» **Data to examine**:
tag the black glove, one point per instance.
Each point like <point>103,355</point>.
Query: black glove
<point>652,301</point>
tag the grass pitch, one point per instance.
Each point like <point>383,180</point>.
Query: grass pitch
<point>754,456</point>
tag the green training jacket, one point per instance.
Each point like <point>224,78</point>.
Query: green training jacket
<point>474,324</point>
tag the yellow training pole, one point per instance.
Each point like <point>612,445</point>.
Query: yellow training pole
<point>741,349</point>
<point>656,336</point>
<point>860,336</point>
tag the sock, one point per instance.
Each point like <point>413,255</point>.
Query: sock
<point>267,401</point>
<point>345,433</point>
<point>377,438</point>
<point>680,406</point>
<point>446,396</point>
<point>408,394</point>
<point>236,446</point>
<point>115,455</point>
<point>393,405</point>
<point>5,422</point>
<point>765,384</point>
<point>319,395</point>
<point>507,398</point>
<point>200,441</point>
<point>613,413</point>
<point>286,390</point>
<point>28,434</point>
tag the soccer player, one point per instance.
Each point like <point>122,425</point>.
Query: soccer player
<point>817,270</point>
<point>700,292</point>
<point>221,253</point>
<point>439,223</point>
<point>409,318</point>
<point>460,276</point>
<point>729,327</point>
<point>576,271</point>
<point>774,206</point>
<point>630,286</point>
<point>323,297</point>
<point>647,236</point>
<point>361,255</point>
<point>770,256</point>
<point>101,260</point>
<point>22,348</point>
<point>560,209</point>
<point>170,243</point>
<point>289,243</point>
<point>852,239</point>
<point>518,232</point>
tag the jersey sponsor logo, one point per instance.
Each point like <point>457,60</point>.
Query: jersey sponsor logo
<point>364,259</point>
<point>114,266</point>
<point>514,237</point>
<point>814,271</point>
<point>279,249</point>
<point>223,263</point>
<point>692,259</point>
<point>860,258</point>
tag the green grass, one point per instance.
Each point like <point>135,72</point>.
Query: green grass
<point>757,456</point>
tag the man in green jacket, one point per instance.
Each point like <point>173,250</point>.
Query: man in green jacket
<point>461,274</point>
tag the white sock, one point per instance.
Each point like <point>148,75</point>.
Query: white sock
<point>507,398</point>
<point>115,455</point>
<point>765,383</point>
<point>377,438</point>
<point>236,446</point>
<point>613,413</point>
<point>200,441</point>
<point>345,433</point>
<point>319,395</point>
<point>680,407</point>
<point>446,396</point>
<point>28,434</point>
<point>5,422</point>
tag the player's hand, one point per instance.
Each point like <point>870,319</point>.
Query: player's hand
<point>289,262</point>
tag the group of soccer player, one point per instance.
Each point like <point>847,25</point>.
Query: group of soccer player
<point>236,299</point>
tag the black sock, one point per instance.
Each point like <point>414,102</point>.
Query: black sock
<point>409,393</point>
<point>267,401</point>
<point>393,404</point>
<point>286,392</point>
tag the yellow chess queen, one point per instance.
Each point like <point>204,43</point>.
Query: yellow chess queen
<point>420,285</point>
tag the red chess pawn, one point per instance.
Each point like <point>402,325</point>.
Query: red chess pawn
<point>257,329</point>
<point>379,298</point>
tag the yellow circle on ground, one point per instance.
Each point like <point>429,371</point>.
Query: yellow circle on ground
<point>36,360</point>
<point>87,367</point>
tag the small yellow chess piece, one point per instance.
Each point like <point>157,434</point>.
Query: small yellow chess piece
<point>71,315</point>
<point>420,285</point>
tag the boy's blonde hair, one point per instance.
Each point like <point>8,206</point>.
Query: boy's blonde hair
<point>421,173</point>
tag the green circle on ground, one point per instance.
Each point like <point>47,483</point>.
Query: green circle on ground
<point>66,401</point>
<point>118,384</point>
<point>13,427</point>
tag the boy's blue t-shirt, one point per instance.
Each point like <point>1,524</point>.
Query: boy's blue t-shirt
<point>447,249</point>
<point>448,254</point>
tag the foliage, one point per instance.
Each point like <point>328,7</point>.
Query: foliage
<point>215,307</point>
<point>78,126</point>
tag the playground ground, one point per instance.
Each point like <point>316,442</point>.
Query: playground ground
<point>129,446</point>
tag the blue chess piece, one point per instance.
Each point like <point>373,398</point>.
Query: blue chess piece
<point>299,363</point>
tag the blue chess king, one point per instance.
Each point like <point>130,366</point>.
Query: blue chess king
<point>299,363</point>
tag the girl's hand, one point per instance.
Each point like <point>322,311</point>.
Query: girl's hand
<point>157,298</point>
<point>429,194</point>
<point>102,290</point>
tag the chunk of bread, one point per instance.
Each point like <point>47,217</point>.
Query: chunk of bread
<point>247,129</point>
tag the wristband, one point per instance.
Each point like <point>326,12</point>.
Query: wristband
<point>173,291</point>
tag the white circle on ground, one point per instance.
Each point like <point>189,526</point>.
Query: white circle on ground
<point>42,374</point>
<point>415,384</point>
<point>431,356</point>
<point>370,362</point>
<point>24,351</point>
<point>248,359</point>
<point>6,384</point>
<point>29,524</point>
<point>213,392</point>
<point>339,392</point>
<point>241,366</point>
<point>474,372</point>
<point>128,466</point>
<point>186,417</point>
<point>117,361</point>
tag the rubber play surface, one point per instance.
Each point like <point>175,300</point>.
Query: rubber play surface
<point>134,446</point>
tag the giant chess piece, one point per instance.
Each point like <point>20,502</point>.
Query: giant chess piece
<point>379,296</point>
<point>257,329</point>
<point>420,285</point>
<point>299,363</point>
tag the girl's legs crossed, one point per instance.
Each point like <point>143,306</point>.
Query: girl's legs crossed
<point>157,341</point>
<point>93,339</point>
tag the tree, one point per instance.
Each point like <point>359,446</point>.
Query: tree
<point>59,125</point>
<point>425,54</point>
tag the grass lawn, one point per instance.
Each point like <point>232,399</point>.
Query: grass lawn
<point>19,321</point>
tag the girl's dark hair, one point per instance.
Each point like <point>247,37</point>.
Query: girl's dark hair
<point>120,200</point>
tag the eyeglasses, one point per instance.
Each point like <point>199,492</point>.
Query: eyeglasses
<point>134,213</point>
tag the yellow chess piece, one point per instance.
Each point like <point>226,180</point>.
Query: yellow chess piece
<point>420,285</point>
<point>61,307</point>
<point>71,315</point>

» **Work to be completed**: Nothing but the lines from the start of the data above through the line with "Each point like <point>413,255</point>." should appear in your answer, copied exactly.

» **Finished exercise**:
tag the black glove, one point per instance.
Each point like <point>103,355</point>.
Query: black glove
<point>652,301</point>
tag the grass pitch, one point per instance.
Each point like <point>383,180</point>.
Query: grass pitch
<point>754,456</point>
tag the green training jacket, one point per instance.
Each point like <point>224,78</point>.
Query: green training jacket
<point>474,324</point>
tag the yellow training pole, one point per instance.
Each point like <point>612,445</point>.
Query: yellow training pole
<point>741,349</point>
<point>656,336</point>
<point>860,336</point>
tag the sock, one point per instance.
Each point like <point>413,255</point>.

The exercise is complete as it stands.